═════ DATA
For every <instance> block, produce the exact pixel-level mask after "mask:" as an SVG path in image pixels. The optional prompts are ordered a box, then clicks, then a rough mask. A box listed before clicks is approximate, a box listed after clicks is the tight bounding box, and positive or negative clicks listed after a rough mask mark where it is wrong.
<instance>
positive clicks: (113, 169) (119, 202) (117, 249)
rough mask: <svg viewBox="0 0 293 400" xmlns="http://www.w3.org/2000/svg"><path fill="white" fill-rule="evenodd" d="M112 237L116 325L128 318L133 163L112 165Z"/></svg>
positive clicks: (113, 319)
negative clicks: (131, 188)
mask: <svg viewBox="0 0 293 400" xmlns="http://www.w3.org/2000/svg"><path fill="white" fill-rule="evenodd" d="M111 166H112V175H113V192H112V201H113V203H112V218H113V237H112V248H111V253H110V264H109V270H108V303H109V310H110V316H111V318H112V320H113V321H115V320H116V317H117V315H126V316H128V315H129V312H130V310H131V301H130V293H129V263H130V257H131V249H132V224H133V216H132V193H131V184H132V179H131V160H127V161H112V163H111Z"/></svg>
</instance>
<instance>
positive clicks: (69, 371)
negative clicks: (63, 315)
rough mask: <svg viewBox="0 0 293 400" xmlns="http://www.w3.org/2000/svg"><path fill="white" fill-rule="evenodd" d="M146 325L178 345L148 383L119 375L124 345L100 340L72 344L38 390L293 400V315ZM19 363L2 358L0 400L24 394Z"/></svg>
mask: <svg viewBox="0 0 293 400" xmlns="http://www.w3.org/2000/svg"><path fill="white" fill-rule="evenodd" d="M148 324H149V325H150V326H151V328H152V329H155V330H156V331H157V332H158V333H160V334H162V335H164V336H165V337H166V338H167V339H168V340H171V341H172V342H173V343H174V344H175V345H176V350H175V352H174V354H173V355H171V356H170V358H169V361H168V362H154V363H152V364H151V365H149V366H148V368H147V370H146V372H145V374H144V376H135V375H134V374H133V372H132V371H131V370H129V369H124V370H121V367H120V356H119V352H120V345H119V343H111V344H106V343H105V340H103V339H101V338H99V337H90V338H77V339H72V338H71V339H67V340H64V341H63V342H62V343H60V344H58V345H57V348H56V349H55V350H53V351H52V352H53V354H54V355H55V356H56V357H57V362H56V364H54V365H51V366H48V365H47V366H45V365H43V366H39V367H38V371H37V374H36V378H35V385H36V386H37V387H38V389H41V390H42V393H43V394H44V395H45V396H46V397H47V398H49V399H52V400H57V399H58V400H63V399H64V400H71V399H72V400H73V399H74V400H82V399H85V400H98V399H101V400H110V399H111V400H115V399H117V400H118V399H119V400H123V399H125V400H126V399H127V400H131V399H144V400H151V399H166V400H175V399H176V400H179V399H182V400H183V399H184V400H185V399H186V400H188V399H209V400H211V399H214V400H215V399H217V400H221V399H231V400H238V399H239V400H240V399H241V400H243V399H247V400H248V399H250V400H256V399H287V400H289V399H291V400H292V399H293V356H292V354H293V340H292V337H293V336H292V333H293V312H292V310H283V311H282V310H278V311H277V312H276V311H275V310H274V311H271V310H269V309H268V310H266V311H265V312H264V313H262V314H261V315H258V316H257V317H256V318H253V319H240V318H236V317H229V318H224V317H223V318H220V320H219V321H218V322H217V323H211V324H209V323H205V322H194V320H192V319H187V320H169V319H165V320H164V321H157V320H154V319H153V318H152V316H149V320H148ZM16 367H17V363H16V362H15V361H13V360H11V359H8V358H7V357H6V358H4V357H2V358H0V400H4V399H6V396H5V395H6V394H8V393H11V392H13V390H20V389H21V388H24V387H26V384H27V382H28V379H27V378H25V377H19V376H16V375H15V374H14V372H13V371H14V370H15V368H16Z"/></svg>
══════════
* [WORK ORDER] Every record above is to be transcribed exactly.

* [OUTPUT]
For every <instance> block, produce the exact pixel-level mask after "mask:" as an SVG path in image pixels. The optional prompts are ordered a box, then clicks, then a rough mask. A box listed before clicks is approximate, a box listed after clicks is the tight bounding box, and positive or negative clicks listed after a rough mask mark where it is wrong.
<instance>
positive clicks: (113, 169) (119, 202) (117, 249)
rough mask: <svg viewBox="0 0 293 400" xmlns="http://www.w3.org/2000/svg"><path fill="white" fill-rule="evenodd" d="M112 237L116 325L128 318L133 163L112 165Z"/></svg>
positive clicks: (113, 319)
negative clicks: (131, 188)
mask: <svg viewBox="0 0 293 400" xmlns="http://www.w3.org/2000/svg"><path fill="white" fill-rule="evenodd" d="M111 166H112V175H113V192H112V201H113V203H112V218H113V237H112V248H111V253H110V264H109V270H108V303H109V310H110V316H111V318H112V320H113V321H115V320H116V317H117V315H126V316H128V315H129V312H130V310H131V301H130V293H129V263H130V257H131V249H132V224H133V216H132V193H131V184H132V179H131V160H127V161H112V163H111Z"/></svg>
</instance>
<instance>
positive clicks: (69, 371)
negative clicks: (63, 315)
rough mask: <svg viewBox="0 0 293 400" xmlns="http://www.w3.org/2000/svg"><path fill="white" fill-rule="evenodd" d="M146 325L178 345L148 383L119 375L124 345L100 340L72 344L38 390L293 400V315ZM19 363L2 358L0 400L24 394Z"/></svg>
mask: <svg viewBox="0 0 293 400" xmlns="http://www.w3.org/2000/svg"><path fill="white" fill-rule="evenodd" d="M148 324H149V325H150V326H151V328H152V329H155V330H156V331H157V332H158V333H160V334H162V335H164V336H165V337H166V338H167V339H168V340H171V341H172V342H173V343H174V344H175V345H176V350H175V352H174V354H173V355H171V356H170V358H169V361H168V362H154V363H152V364H151V365H149V366H148V368H147V370H146V372H145V374H144V376H135V375H134V374H133V372H132V371H131V370H129V369H124V370H121V367H120V356H119V352H120V345H119V343H111V344H106V343H105V340H103V339H101V338H99V337H90V338H77V339H72V338H71V339H67V340H64V341H63V342H62V343H60V344H58V345H57V348H56V349H55V350H53V351H52V352H53V354H54V355H55V356H56V357H57V362H56V364H54V365H51V366H48V365H47V366H45V365H43V366H39V367H38V371H37V374H36V378H35V385H36V386H37V387H38V389H41V390H42V393H43V394H44V395H45V396H46V397H47V398H49V399H52V400H57V399H58V400H63V399H64V400H71V399H72V400H73V399H74V400H82V399H85V400H98V399H101V400H110V399H111V400H115V399H117V400H118V399H119V400H123V399H125V400H126V399H127V400H131V399H144V400H151V399H166V400H175V399H176V400H179V399H182V400H183V399H184V400H185V399H186V400H188V399H209V400H211V399H214V400H215V399H217V400H221V399H231V400H238V399H239V400H240V399H241V400H243V399H247V400H248V399H250V400H256V399H287V400H289V399H291V400H292V399H293V356H292V354H293V340H292V337H293V336H292V333H293V312H292V310H283V311H282V310H278V311H277V312H276V311H275V310H274V311H271V310H269V309H268V310H266V311H265V312H264V313H262V314H261V315H258V316H257V317H256V318H253V319H240V318H236V317H229V318H224V317H223V318H220V320H219V321H218V322H217V323H211V324H209V323H205V322H194V320H192V319H187V320H169V319H165V320H164V321H157V320H154V319H153V318H152V316H149V320H148ZM16 367H17V363H16V362H15V361H13V360H11V359H8V358H7V357H6V358H4V357H2V358H0V400H4V399H6V396H5V395H6V394H8V393H11V392H13V390H20V389H21V388H24V387H26V384H27V382H28V379H27V378H25V377H19V376H16V375H15V374H14V372H13V371H14V370H15V368H16Z"/></svg>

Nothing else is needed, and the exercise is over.